■ PAGE EXTRACT
Monday, April 07, 2014

Table Scraps / Adore / Female Smell / The Double Happy / IONS, @ Muthers Studio, Saturday 5th April 2014


A moshing butler, a raffle prize that included a Bubba Ho-Tep action figure, a Fray Bentos Pie, drumsticks and...er...’lube’ (answers on a postcard please...) and five bands for £5 with all proceeds go to kicking cancer’s butt (does cancer have a butt...I guess it does...), what’s not to love eh? First off high fives to Thomas Wagstaff (Female Smell) and Nat Jones for organising it all. Happily Wags beat the disease a few years ago and tonight was his way of paying back the Teenage Cancer Trust who clearly gave him oodles of support during his treatment and recovery.

If cancer had the nerve to wander into Muther’s studio this evening (cool venue by the way) it’s likely its ears (again, not sure if cancer has ears...I’m really over thinking this aren’t I?) would be torn clean off by pretty much every band on the bill. IONS kicked things off with some neat multilayered guitars and railing at the moon vocals (nope, even I’ve got no idea what I’m on about today) recalling At The Drive In having a jam with Foals. At their majestic best when they hit their riffy, proggy stride.

After a quick breather and bottle of Newkie Brown (keepin’ it old skool) The Double Happy laid done some mighty solid slabs of sound, surprisingly tight vocal harmonies and the odd primal scream to freak out anyone not paying attention.  Set highlight Taxidermy’s one hell of a tune, part Sabbath, part Jane’s Addiction its time changes and juddering stop start hip hop rock vocals make it the kind of song disenchanted black clad teens (and...er...middle aged men) would (Double) happily go three shades of mental to.

Another quick break...and another bottle of Newkie Brown...then it’s time for the Smell. I’d not seen them live before but the rumours were true, they’re bloody good.  Tonight bare chested lead singer Garry Payne comes across like the bastard child of Lux Interior and Iggy Pop, inspiring the event’s elaborately moustachioed MC Rupert Bell (dressed in a full butler’s outfit...and I mean the proper shit...none of this fancy dress crap) to mosh himself into oblivion. As the band gloriously grind out the noise Payne chews up and spits out the lyrics like a terrier with tourettes (yep, I’ve lost it again), most effectively perhaps on recent single Normal Today, a brooding post punk meltdown that manages to be both maddeningly catchy and more than a little disturbing at the same time. I blame the video.

■ TASK INSTRUCTIONS
Carry on the Muthers Studio gig review from its final sentence, "I blame the video." The lines that come next are separate material with no connection to the Muthers Studio gig review.

■ PROVIDED DATA

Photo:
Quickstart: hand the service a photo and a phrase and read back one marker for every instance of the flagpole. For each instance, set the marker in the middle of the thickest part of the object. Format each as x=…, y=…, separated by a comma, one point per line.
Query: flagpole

■ TASK RESPONSE
As the all too brief set clatters to an end the remaining band members plunge off stage, passing their lead singer in the crowd to deservedly wild applause. A performance not to be sniffed at...   

They’d run out of Newkie Brown so I opted for a bottle that looked close to it which turned out to be Trooper, Iron Maiden’s brew. Not bad, if the band would like to send me a dozen cases I’d be more than happy to glug...sorry...plug it for ‘em.

Twenty years to the day that Kurt Cobain died (most people think it was April 5th although it’s impossible to be 100% sure as no one saw him from April 4th to the 8th when his body was discovered) and his legacy is clear to see in the grungetastic penultimate band, Adore. Freshening up the grunge goodness for another generation to enjoy...and by the looks of the pogoing ladies at the front they were...songs like Heaven Sent (I'm guessing at the title...it's labelled as Demo 1 - see below - but I don't imagine that's what it's called...let's not get into that...ahem) add an extra complexity to the mix whilst retaining that existential angst and punk tinged attitude that originally made the whole scene so powerful. 


After Iron Maiden’s brew I opted for a bottle of 5,6,7,8...a cheeky Cabernet Sauvignon from the band Steps, followed by a drop of Mark Morrisons' brandy, Return of the Cognac.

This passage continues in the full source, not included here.